## The exercise
Which lines in the records contain the string "section"? List each of them in full, treating uppercase and lowercase letters as different.

## Provided information
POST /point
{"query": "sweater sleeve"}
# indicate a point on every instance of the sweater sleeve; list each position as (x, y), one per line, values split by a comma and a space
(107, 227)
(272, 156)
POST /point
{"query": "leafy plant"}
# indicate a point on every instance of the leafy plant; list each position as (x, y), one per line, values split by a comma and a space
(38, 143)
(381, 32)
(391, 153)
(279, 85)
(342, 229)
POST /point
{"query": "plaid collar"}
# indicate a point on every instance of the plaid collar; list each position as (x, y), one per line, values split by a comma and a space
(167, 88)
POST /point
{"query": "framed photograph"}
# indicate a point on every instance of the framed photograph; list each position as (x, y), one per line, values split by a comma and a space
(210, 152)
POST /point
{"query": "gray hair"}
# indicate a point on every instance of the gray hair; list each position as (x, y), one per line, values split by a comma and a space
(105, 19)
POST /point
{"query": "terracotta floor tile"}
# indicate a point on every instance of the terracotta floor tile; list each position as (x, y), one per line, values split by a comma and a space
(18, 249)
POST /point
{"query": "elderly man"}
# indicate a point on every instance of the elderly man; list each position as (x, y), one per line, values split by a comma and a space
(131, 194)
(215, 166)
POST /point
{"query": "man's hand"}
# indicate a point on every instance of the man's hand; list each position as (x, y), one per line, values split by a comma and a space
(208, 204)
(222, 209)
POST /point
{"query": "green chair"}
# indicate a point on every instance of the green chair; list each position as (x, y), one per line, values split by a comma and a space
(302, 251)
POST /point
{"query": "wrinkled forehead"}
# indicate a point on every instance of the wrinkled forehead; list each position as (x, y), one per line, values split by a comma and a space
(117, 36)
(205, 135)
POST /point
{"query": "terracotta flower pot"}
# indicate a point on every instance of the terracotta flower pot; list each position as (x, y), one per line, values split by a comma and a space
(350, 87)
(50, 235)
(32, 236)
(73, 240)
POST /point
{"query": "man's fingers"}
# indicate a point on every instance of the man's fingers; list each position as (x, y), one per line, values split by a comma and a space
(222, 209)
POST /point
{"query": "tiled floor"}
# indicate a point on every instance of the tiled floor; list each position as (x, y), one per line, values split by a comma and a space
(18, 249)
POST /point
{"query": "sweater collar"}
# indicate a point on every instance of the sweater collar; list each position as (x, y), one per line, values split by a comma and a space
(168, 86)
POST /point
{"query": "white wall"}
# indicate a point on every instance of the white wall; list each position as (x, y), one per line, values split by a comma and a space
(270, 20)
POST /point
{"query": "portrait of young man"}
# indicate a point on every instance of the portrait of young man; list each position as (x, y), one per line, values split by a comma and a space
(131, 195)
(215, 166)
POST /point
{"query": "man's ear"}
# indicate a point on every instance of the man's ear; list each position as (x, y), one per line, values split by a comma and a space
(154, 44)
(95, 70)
==
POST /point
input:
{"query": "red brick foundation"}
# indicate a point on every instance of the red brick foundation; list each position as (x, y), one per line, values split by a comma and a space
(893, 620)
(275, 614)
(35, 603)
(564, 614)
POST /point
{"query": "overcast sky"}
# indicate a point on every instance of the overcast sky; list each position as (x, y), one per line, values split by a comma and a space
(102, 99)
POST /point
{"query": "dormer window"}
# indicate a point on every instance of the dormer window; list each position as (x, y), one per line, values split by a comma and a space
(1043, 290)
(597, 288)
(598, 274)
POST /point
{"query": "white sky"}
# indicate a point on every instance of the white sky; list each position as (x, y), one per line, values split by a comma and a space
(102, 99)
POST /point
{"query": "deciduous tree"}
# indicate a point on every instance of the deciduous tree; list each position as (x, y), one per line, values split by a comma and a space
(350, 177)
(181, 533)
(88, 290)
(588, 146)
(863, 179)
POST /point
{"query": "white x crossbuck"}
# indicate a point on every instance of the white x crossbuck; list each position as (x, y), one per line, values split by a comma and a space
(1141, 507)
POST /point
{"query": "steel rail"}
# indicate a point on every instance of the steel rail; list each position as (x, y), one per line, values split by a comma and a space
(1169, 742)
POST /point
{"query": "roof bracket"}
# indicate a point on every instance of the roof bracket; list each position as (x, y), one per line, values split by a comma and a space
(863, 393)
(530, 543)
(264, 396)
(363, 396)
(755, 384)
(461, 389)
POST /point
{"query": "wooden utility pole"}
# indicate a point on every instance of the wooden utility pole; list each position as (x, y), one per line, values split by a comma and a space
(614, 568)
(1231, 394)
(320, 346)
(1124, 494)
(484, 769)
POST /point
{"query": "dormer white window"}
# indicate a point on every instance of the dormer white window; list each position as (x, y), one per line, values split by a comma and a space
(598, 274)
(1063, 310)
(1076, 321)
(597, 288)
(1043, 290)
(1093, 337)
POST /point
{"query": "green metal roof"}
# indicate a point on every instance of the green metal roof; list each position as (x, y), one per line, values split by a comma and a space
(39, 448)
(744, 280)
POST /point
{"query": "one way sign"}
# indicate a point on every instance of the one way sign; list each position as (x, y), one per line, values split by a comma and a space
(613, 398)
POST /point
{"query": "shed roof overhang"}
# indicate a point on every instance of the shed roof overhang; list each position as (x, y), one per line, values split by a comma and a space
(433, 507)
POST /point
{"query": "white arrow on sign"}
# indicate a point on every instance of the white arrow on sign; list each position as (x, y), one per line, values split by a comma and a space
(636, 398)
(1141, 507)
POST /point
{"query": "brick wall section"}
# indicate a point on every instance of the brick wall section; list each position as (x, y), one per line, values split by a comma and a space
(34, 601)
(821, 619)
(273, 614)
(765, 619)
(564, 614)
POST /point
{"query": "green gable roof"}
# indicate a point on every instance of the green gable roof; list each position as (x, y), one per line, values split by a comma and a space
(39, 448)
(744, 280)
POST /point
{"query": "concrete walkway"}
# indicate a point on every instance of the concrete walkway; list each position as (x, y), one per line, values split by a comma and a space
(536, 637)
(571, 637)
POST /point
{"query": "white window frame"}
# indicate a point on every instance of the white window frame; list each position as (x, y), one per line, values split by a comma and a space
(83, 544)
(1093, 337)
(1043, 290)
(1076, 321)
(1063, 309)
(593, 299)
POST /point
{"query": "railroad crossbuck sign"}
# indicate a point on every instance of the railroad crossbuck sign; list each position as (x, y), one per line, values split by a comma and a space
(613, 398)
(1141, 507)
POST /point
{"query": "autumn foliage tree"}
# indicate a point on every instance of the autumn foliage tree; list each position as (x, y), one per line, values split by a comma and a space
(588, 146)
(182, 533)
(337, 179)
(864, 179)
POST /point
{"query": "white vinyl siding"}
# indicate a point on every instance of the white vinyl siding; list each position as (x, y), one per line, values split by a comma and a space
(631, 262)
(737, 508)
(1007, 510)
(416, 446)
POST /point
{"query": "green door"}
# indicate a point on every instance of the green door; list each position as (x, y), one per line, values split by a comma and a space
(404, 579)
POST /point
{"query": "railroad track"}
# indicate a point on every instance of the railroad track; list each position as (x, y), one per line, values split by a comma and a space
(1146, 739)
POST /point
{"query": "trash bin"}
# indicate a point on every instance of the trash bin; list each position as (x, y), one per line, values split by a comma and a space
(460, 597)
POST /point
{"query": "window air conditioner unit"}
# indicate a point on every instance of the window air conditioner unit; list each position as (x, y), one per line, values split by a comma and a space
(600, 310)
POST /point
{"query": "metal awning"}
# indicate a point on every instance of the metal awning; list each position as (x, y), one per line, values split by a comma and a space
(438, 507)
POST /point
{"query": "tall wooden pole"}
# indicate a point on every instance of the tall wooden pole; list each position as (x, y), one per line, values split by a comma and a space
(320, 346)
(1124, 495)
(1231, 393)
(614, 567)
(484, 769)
* * *
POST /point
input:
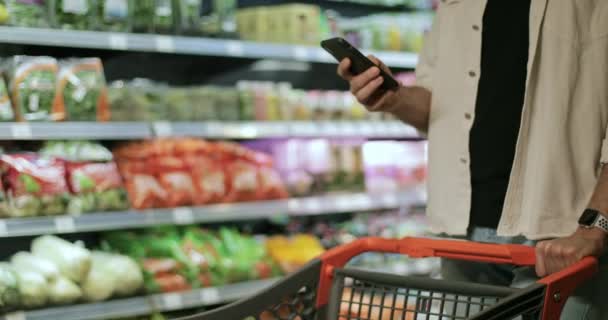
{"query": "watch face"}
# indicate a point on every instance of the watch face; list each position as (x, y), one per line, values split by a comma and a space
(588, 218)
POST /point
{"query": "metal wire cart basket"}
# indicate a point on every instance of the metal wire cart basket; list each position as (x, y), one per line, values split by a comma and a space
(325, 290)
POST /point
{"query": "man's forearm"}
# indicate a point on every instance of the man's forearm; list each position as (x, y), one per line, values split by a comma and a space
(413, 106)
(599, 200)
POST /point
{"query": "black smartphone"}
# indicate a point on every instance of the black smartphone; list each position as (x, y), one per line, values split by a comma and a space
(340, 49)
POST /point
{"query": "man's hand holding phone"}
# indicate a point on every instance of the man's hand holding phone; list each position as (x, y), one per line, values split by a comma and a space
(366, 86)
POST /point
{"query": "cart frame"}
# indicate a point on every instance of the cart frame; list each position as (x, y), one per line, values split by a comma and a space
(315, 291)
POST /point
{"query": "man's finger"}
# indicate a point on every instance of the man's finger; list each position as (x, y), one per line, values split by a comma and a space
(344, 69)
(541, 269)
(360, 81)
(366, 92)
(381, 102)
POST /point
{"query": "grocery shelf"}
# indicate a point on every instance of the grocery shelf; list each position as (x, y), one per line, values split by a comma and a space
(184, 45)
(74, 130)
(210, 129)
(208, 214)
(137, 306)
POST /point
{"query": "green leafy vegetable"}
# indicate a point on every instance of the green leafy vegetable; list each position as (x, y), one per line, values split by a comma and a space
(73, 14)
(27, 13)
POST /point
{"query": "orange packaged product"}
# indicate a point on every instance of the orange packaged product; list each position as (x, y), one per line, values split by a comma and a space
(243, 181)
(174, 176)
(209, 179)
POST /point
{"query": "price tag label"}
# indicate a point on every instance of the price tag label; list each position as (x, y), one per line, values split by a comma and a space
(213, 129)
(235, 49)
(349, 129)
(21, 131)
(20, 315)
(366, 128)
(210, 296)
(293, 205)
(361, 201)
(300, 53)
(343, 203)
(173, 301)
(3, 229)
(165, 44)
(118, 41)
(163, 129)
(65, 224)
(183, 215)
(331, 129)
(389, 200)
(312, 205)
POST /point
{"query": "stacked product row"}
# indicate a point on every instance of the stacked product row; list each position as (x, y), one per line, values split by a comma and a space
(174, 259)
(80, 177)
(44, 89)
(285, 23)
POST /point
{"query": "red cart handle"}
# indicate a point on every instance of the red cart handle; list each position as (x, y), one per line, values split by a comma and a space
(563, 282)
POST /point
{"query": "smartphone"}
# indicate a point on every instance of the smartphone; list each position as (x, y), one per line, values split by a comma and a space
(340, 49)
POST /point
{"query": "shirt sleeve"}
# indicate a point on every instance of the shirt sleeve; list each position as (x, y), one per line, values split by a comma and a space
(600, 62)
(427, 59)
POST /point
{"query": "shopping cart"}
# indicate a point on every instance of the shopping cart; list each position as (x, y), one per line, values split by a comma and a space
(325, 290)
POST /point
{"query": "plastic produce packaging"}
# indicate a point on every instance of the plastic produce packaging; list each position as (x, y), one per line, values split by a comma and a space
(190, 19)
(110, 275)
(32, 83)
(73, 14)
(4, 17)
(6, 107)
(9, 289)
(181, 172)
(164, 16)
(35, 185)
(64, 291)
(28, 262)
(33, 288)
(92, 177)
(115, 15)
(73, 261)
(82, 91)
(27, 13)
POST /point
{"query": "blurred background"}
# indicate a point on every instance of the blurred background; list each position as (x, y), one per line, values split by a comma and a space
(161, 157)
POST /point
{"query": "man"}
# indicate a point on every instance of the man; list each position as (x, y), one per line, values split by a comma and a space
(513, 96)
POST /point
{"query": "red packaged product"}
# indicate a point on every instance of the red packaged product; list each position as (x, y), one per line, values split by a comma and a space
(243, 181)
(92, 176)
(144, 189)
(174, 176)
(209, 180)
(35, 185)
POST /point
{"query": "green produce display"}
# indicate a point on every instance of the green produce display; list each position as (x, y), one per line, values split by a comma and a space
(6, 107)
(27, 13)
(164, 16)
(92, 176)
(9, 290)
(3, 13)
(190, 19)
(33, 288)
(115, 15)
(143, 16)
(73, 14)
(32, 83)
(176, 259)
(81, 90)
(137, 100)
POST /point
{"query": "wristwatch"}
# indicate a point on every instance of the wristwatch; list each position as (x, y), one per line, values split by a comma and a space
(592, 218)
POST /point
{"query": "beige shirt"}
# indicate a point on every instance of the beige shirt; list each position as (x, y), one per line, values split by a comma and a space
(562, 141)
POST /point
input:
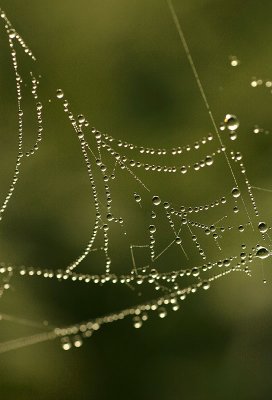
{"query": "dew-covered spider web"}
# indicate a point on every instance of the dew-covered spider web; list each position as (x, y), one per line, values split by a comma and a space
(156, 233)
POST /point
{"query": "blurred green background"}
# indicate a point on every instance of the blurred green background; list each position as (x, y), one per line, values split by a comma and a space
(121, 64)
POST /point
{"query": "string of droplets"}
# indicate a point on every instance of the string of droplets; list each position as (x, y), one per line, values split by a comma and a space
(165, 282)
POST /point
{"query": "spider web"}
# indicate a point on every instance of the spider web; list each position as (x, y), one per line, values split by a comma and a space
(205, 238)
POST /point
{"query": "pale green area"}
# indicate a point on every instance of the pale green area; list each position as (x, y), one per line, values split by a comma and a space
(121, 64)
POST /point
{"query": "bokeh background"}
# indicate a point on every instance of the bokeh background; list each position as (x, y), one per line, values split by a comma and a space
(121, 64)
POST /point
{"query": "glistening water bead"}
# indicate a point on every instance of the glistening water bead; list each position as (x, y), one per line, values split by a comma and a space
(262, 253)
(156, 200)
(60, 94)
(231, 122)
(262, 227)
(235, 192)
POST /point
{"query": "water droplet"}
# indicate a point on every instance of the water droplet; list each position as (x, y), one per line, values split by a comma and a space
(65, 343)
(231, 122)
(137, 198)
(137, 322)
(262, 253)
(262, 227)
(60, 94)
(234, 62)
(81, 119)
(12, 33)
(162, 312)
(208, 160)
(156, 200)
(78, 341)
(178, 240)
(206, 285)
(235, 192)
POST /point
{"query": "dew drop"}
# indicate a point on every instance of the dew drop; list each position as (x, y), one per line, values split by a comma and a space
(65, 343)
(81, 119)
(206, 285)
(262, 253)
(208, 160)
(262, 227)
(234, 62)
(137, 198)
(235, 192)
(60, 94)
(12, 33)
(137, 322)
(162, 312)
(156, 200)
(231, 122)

## Exercise solution
{"query": "brick wall section"}
# indicate a point on every instance of the brick wall section; list each position as (x, y), one per line, values split by a comma and a space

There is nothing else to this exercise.